## What you should do
Copy out, without any change, the portion of the items that begins with the line containing "Trace the outline of every instance of the green" and continues through the end of the items.

## Data entries
■ ■ ■ ■ ■ ■ ■

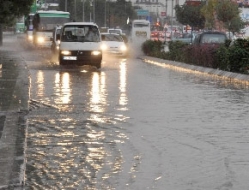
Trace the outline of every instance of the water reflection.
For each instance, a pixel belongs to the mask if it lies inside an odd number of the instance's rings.
[[[122,106],[127,105],[128,99],[126,94],[126,82],[127,82],[127,66],[126,61],[122,61],[120,63],[120,84],[119,84],[119,91],[120,91],[120,98],[119,98],[119,104]],[[127,107],[122,107],[122,110],[127,110]]]
[[[36,76],[36,84],[37,84],[37,96],[44,95],[44,73],[43,71],[38,71]]]
[[[127,139],[116,124],[127,116],[116,114],[110,104],[128,109],[126,61],[118,62],[118,71],[112,73],[119,80],[110,77],[109,83],[108,71],[34,72],[37,89],[32,86],[31,97],[54,106],[30,113],[27,187],[98,189],[96,184],[101,184],[111,189],[108,180],[123,163],[116,144]],[[113,86],[118,86],[118,100],[108,94]]]
[[[56,73],[55,75],[55,99],[56,104],[69,104],[72,96],[72,89],[70,88],[69,73]]]

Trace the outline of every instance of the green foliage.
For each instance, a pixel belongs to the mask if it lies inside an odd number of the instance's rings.
[[[188,44],[181,41],[170,41],[169,42],[169,58],[174,61],[184,61],[185,60],[185,47]]]
[[[169,52],[162,51],[163,43],[147,40],[142,51],[152,57],[173,60],[224,71],[248,73],[249,40],[237,39],[232,44],[188,45],[181,41],[169,42]]]
[[[249,67],[249,41],[237,39],[229,47],[230,71],[245,72]]]
[[[60,0],[59,7],[60,10],[70,12],[75,21],[83,20],[84,7],[84,21],[90,21],[91,15],[91,19],[100,27],[114,28],[119,26],[123,29],[127,27],[128,17],[130,20],[136,17],[131,1],[125,0],[94,0],[92,3],[91,0],[67,0],[67,9],[65,9],[65,0]]]

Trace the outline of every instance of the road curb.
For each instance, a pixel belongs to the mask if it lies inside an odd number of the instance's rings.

■ ■ ■ ■ ■ ■ ■

## Result below
Trace the outline of every instance of the green foliage.
For each instance, a pixel belongs to the mask if it lies inside an odd number of the instance's rings.
[[[188,44],[181,41],[170,41],[169,42],[169,58],[174,61],[184,61],[185,60],[185,47]]]
[[[169,52],[162,51],[163,43],[147,40],[142,51],[152,57],[173,60],[224,71],[248,73],[249,40],[237,39],[232,44],[188,45],[181,41],[169,42]]]
[[[249,67],[249,41],[237,39],[229,47],[230,71],[245,72]]]
[[[60,0],[59,7],[60,10],[70,12],[75,21],[83,20],[84,7],[84,21],[90,21],[91,15],[91,19],[100,27],[114,28],[119,26],[123,29],[127,27],[128,17],[130,20],[136,17],[131,1],[125,0],[94,0],[92,3],[91,0],[67,0],[67,9],[65,9],[65,0]]]

Trace the outline of every instance of the road curb.
For each instance, a pixel belongs to the mask if it lies inside an odd number of the instance's rings.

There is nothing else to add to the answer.